THE DATA:

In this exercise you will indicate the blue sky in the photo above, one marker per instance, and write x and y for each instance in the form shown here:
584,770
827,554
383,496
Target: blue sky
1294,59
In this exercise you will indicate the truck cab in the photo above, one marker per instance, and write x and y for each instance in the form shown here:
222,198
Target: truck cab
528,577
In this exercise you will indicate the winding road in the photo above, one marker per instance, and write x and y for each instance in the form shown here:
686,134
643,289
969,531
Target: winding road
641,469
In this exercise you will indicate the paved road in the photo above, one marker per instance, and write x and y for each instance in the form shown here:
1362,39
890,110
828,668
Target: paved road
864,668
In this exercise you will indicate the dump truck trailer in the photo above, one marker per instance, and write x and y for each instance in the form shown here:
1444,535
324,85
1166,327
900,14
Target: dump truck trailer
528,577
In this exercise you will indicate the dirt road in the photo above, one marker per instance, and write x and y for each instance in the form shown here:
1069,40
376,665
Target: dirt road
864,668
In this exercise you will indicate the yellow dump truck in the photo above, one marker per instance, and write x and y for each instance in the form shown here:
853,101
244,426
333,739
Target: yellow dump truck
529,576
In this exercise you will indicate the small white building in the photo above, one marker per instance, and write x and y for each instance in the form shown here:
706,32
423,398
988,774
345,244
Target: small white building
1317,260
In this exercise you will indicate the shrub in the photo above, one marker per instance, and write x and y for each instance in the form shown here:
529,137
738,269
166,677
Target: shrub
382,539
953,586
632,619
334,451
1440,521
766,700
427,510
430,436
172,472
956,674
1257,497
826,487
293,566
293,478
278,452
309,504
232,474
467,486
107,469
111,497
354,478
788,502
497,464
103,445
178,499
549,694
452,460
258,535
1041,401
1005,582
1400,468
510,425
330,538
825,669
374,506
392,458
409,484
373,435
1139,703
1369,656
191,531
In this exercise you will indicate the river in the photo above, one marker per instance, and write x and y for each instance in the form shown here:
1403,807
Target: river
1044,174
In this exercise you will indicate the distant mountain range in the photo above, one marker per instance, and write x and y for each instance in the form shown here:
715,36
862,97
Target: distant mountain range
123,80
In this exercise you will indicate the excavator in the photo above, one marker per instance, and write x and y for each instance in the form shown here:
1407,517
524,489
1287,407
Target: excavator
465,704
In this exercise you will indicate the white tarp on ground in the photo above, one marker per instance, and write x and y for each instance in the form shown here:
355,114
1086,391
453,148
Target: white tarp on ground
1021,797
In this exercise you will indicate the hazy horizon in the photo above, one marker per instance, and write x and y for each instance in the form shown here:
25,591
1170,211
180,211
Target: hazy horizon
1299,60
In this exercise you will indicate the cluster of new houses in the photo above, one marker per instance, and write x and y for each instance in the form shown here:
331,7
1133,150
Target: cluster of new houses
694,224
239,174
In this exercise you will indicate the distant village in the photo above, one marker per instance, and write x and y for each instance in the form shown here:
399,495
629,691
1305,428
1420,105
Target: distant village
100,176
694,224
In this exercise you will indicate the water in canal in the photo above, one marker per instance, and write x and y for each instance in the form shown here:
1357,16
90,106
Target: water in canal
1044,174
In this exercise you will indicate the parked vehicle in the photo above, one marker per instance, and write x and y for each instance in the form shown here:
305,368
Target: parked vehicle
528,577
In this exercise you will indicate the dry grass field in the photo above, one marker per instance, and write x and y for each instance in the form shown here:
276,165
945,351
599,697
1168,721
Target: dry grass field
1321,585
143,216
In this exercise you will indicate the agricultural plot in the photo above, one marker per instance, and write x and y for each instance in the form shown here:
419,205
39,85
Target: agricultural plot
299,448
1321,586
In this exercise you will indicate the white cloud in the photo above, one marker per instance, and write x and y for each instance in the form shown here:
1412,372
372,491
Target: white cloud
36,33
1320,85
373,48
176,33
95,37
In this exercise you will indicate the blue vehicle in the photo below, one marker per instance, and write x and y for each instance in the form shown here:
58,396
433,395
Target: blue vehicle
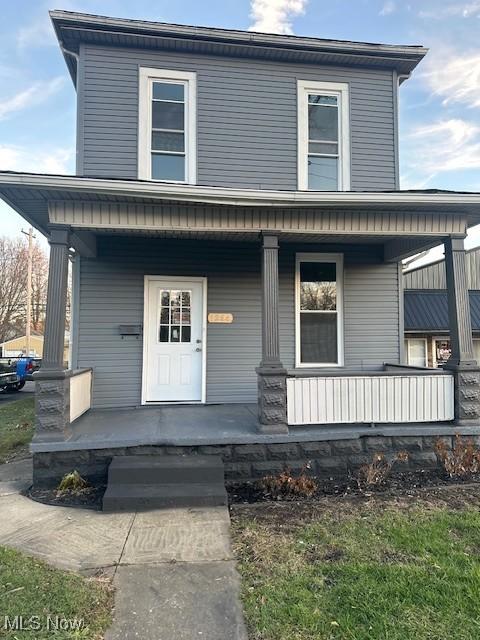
14,372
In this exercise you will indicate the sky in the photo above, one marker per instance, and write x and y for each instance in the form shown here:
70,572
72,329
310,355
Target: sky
439,106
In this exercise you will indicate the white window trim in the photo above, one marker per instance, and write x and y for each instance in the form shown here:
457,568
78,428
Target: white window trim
341,91
146,78
320,257
424,340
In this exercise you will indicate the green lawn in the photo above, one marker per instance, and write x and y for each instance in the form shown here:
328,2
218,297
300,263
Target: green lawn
44,596
385,572
16,427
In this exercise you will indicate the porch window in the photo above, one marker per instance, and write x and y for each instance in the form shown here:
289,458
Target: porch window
323,136
416,350
167,145
319,310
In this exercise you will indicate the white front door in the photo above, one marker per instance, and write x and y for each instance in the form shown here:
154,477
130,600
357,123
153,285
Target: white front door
173,352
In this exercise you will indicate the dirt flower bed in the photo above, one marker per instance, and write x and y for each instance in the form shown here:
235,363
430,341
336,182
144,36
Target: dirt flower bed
398,484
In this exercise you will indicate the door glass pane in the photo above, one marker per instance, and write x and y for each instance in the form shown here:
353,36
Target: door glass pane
168,167
318,337
164,315
442,351
322,173
318,286
175,316
168,115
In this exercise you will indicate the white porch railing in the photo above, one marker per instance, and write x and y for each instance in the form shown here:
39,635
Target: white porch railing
370,399
80,393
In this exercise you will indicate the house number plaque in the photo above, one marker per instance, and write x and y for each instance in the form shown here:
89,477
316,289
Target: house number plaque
220,318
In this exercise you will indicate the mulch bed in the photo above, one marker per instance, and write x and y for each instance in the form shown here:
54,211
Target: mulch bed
398,484
89,498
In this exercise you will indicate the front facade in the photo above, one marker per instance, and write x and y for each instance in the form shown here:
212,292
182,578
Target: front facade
238,232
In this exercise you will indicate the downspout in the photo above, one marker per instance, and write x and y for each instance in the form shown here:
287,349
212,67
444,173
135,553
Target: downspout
397,81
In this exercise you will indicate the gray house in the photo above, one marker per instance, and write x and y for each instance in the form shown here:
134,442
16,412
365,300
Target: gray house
237,229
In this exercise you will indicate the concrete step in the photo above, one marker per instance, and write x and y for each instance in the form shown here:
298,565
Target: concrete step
143,497
165,470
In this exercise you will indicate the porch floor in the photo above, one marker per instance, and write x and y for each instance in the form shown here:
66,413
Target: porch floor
221,424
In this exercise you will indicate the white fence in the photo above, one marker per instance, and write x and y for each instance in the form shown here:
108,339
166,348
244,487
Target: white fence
80,393
367,399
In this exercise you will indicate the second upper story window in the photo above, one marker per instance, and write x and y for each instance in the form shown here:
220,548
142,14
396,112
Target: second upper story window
323,136
167,126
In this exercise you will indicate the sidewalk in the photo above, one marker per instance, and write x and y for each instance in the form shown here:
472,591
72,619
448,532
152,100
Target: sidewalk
173,569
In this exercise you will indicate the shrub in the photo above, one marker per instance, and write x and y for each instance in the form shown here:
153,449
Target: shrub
460,461
376,472
72,482
286,485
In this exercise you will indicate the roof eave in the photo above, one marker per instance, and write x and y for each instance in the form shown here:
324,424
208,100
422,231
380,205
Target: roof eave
411,55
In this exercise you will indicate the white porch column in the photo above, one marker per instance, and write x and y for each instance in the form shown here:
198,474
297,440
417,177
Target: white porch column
272,380
52,381
462,360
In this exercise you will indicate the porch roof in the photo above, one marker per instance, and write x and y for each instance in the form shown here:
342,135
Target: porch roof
369,217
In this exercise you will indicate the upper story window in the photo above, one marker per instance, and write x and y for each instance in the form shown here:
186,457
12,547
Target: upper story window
323,136
167,123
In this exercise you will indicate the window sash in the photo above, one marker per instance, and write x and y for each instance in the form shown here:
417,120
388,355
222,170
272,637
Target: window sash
338,312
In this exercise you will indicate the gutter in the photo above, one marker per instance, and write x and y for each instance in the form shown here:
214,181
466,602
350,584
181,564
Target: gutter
245,197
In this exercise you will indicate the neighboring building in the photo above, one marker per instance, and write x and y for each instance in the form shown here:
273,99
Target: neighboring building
238,232
427,340
16,346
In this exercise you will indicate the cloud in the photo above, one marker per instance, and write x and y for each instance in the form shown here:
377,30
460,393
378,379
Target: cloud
16,158
274,16
458,9
442,147
388,8
36,94
454,77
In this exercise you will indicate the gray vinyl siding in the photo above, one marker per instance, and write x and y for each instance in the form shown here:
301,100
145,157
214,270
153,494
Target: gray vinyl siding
246,117
111,293
433,276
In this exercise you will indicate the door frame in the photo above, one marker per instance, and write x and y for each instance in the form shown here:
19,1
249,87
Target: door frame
146,316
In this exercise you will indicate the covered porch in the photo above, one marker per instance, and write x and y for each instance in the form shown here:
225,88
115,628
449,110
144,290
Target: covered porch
293,401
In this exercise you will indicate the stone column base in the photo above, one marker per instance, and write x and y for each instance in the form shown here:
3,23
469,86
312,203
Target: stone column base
52,405
272,400
467,394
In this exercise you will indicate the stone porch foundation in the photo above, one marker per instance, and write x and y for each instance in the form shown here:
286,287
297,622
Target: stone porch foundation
246,462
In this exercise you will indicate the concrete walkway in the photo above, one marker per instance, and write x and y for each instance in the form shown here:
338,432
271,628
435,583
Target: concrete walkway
173,569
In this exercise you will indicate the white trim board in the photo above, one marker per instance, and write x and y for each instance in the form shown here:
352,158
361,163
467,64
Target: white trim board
147,76
146,311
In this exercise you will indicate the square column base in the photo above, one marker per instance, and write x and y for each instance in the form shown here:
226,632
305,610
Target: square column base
467,394
272,399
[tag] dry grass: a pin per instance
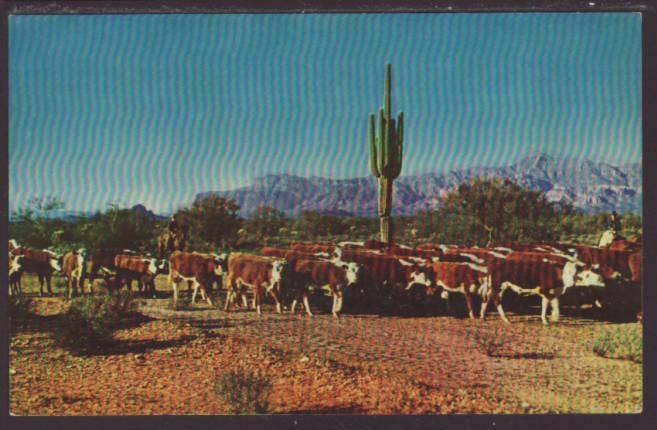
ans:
(175, 364)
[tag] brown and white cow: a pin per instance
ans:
(260, 274)
(74, 267)
(141, 269)
(103, 258)
(200, 269)
(397, 274)
(612, 264)
(42, 263)
(330, 276)
(468, 279)
(541, 277)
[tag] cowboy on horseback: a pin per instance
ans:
(173, 238)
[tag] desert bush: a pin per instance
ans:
(625, 343)
(245, 391)
(19, 307)
(491, 342)
(91, 320)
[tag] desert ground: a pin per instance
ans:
(168, 361)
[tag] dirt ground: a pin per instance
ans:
(171, 362)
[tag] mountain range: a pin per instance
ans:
(589, 186)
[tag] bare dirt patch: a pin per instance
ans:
(171, 362)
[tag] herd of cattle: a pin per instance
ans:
(371, 268)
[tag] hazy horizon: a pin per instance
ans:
(154, 109)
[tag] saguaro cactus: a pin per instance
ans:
(386, 156)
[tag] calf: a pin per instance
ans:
(547, 279)
(465, 278)
(613, 265)
(42, 263)
(326, 275)
(141, 269)
(74, 265)
(200, 269)
(261, 274)
(104, 258)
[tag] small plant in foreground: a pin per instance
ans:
(625, 343)
(19, 306)
(491, 342)
(244, 391)
(91, 320)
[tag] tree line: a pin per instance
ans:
(482, 212)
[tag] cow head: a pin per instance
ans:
(418, 276)
(152, 265)
(276, 270)
(221, 263)
(56, 262)
(589, 276)
(15, 263)
(161, 266)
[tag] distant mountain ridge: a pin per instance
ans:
(590, 186)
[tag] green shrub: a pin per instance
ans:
(19, 307)
(625, 343)
(244, 391)
(91, 320)
(491, 342)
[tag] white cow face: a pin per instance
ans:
(55, 264)
(352, 273)
(277, 269)
(152, 266)
(568, 275)
(419, 278)
(15, 264)
(162, 265)
(588, 278)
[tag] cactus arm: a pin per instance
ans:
(375, 171)
(388, 96)
(381, 142)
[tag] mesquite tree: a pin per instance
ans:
(386, 156)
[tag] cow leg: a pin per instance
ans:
(257, 299)
(205, 293)
(336, 304)
(555, 309)
(544, 305)
(468, 301)
(340, 301)
(229, 293)
(500, 310)
(306, 304)
(229, 297)
(484, 306)
(40, 284)
(195, 285)
(174, 287)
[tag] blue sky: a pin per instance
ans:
(154, 108)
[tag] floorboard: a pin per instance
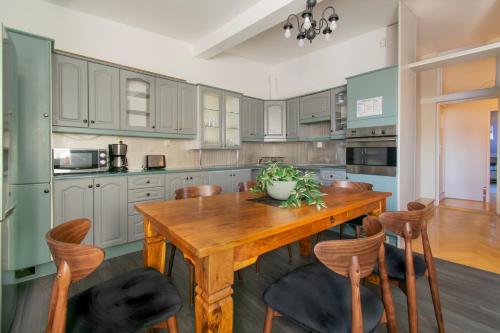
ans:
(469, 296)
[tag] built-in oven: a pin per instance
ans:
(372, 151)
(72, 160)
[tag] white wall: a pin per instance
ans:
(330, 66)
(100, 38)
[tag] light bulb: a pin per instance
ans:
(288, 33)
(307, 23)
(333, 25)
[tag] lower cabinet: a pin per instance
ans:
(102, 200)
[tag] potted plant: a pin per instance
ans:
(289, 185)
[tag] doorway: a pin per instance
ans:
(467, 155)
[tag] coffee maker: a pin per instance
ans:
(118, 157)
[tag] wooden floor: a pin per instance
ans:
(470, 297)
(465, 236)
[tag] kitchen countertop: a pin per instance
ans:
(140, 172)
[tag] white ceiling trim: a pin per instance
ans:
(258, 18)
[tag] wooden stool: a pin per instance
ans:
(319, 295)
(404, 267)
(108, 306)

THE TASK: Pictures must be left out. Repeat exactly the lines from the one containing "[tag] saguaro cactus: a pin per instance" through the final line of the data.

ANSWER TO THIS TASK:
[tag] saguaro cactus: a pin per instance
ans:
(386, 156)
[tag] calf: a pin per instance
ans:
(547, 279)
(465, 278)
(613, 265)
(42, 263)
(326, 275)
(141, 269)
(74, 265)
(200, 269)
(261, 274)
(104, 258)
[tag] small plant in foreground: a pin per instance
ans:
(625, 343)
(19, 306)
(491, 342)
(244, 391)
(91, 320)
[tag] tree line: a pin per instance
ans:
(482, 212)
[tag] cow head: a pin per instance
ans:
(418, 276)
(152, 265)
(276, 270)
(221, 263)
(56, 262)
(589, 276)
(15, 263)
(161, 266)
[tag] distant mountain ridge: a pin per instance
ans:
(590, 186)
[tag] green shrub: a pin per instance
ans:
(19, 307)
(625, 343)
(244, 391)
(91, 320)
(491, 342)
[tag] white cow face: a pin per instance
ans:
(55, 264)
(352, 273)
(277, 269)
(152, 266)
(568, 275)
(419, 278)
(15, 264)
(162, 265)
(588, 278)
[tag] cactus arm: a pin per instance
ans:
(375, 171)
(388, 96)
(381, 142)
[tag] mesquite tree: a pin per instance
ans:
(386, 156)
[tag] cow leg: a pin per instance
ans:
(257, 299)
(205, 293)
(336, 304)
(555, 309)
(544, 305)
(468, 301)
(340, 301)
(229, 293)
(500, 310)
(306, 304)
(229, 297)
(484, 306)
(40, 284)
(195, 285)
(174, 287)
[tag] blue sky: a pin per instance
ans:
(154, 108)
[tag] floorboard: a pin per instance
ans:
(469, 296)
[tag] built-in oven: a pin per instance
ans:
(372, 151)
(72, 160)
[tag] white wall: a pin per instance
ans:
(330, 66)
(100, 38)
[tag] light bulb: a pin per instance
ans:
(288, 33)
(307, 23)
(333, 25)
[tag] lower cabinet: a pin per instance
ans:
(102, 200)
[tag] potted plant: a pin per instance
ans:
(289, 185)
[tag] doorway: a pin per instance
ans:
(467, 155)
[tag] coffee maker: a pin per instance
ans:
(118, 157)
[tag] wooden floor: a pin per instance
ans:
(470, 297)
(465, 236)
[tag] kitchen countertop: a pin per instance
ans:
(140, 172)
[tag] white ceiling trim: a pin per instance
ans:
(258, 18)
[tag] wooden stool: a pin per instance
ans:
(319, 295)
(404, 267)
(108, 306)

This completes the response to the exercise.